**What you need to do:**
How many lines of the entries below include the word "rock"? Answer with the number alone.

**Source data:**
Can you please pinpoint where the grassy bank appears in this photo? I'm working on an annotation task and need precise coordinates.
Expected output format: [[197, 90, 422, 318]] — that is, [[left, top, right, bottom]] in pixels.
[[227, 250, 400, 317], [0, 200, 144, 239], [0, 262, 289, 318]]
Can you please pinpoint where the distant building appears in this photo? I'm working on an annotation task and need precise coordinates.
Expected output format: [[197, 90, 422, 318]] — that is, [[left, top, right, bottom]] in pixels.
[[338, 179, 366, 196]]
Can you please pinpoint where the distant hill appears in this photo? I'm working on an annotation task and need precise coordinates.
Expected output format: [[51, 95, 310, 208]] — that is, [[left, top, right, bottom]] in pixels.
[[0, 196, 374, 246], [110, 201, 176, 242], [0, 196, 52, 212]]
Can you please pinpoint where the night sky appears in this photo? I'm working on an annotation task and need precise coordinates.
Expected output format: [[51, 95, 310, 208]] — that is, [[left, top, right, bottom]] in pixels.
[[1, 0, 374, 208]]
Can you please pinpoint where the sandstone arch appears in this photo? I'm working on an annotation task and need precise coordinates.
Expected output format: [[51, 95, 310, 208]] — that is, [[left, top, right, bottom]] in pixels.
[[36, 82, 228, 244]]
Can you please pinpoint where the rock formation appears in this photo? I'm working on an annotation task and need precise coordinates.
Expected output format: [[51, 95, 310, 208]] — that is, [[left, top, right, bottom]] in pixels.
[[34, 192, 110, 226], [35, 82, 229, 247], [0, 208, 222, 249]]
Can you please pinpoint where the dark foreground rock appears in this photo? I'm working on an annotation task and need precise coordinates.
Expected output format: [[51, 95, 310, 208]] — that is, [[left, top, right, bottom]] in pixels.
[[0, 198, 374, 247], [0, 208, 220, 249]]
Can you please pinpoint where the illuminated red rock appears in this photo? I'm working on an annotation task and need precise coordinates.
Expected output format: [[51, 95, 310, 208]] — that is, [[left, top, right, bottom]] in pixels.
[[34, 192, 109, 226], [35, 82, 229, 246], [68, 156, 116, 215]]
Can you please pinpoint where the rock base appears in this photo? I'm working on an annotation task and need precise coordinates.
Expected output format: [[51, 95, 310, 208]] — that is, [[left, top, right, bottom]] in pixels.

**Reply to the task:**
4